● **Goal**
In the listing that follows, count the lines containing the word "below". Reply with the number only.

-- BEGIN Dataset content --

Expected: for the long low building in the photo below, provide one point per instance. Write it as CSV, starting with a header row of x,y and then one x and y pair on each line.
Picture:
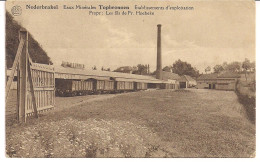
x,y
223,81
83,74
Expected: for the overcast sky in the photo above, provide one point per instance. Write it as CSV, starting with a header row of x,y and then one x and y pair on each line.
x,y
210,34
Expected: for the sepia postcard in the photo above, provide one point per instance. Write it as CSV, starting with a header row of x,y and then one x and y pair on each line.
x,y
130,79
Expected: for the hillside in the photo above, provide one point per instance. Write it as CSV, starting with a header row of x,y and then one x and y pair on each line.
x,y
36,52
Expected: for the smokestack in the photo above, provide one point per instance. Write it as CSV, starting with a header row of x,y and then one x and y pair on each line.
x,y
159,53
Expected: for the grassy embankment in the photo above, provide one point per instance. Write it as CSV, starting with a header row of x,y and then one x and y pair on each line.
x,y
195,123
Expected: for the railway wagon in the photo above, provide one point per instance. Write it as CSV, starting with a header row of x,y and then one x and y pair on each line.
x,y
124,86
68,88
140,86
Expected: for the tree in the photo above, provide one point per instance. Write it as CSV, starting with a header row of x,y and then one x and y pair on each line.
x,y
184,68
252,66
246,65
167,68
207,69
218,68
35,50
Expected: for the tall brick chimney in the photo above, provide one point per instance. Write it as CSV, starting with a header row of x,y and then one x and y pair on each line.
x,y
159,53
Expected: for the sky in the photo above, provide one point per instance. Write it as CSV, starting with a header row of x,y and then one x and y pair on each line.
x,y
210,34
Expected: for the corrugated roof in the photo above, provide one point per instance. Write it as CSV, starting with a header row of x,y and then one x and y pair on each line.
x,y
93,73
208,76
169,75
189,78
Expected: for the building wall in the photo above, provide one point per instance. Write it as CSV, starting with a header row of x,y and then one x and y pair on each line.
x,y
205,84
202,85
226,84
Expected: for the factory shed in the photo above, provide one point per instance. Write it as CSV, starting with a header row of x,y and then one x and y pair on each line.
x,y
190,81
227,81
207,81
84,74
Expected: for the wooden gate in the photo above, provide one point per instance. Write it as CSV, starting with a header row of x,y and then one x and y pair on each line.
x,y
35,84
44,88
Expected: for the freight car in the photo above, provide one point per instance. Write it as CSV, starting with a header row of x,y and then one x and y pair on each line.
x,y
124,86
73,87
103,86
140,86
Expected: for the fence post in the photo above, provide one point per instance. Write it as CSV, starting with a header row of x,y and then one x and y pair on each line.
x,y
23,77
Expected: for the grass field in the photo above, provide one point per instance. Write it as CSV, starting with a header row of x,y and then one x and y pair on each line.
x,y
161,123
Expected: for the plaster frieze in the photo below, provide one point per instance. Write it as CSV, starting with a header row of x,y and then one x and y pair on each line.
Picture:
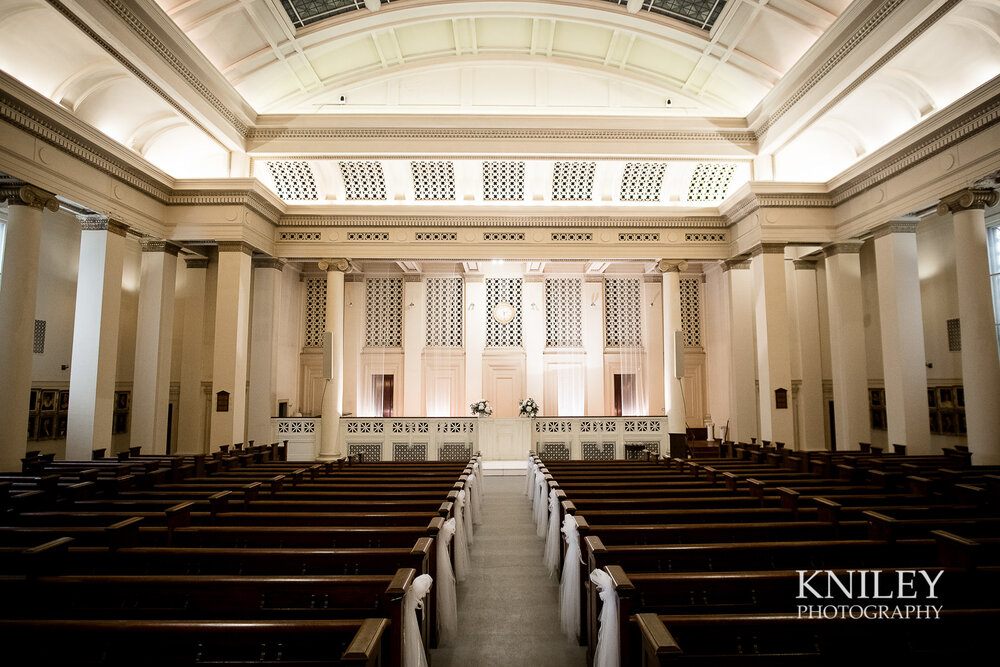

-- END Dataset content --

● **Finished exercise**
2